- Opening Delimiter -

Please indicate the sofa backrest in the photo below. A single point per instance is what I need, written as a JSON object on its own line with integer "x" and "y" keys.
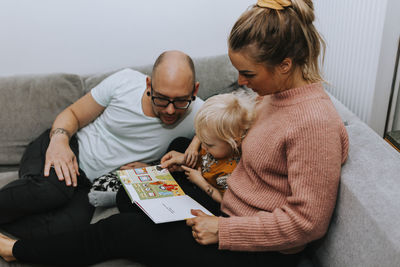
{"x": 30, "y": 103}
{"x": 365, "y": 227}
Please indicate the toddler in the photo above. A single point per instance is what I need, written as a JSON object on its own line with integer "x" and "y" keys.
{"x": 221, "y": 124}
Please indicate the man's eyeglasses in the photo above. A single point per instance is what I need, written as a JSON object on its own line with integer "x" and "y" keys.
{"x": 164, "y": 102}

- Closing Delimiter -

● **TASK GOAL**: Could you write the entries out again exactly, without their pictures?

● **RESULT FOR THIS EXERCISE**:
Please indicate the sofa backrest in the photo below. A single point per instance is what I need, written as a JSON object on its own line with integer "x" and "y" keys.
{"x": 30, "y": 103}
{"x": 365, "y": 227}
Please indicate the toddler in the photo above. A single point per instance is what I need, written as a JSON object on its own line with integer "x" and "y" keys.
{"x": 221, "y": 124}
Please indicate the man's eyeglasses in the photo above. A single point per instance is what I need, written as a JSON object on its own line with integer "x" and "y" keys.
{"x": 164, "y": 102}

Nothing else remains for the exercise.